Start of Block
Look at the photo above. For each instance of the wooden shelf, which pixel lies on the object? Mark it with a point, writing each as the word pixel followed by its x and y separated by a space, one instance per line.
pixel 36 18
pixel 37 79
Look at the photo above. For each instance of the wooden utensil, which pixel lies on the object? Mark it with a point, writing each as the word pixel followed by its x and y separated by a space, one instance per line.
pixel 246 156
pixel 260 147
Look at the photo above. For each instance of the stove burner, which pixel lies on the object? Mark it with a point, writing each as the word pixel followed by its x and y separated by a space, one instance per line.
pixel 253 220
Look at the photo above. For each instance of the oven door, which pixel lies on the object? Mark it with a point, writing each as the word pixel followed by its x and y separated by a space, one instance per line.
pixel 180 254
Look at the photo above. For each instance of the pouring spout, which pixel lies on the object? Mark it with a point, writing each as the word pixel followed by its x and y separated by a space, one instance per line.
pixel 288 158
End of Block
◆ ASSIGNMENT
Print exactly the lines of the records from the one containing "Look at the photo above. For each instance of the oven" through the end, and nothing besides them.

◆ EXERCISE OUTPUT
Look at the photo above. For each instance of the oven door, which pixel lies on the object? Mark it with a point, writing each as the word pixel followed by its x and y separated by a space, one instance per line.
pixel 180 254
Look at the photo above. For each instance of the pouring spout, which pixel lies on the object? Mark it with a point, writing each as the word pixel followed by its x and y separated by a space, one instance per line.
pixel 288 158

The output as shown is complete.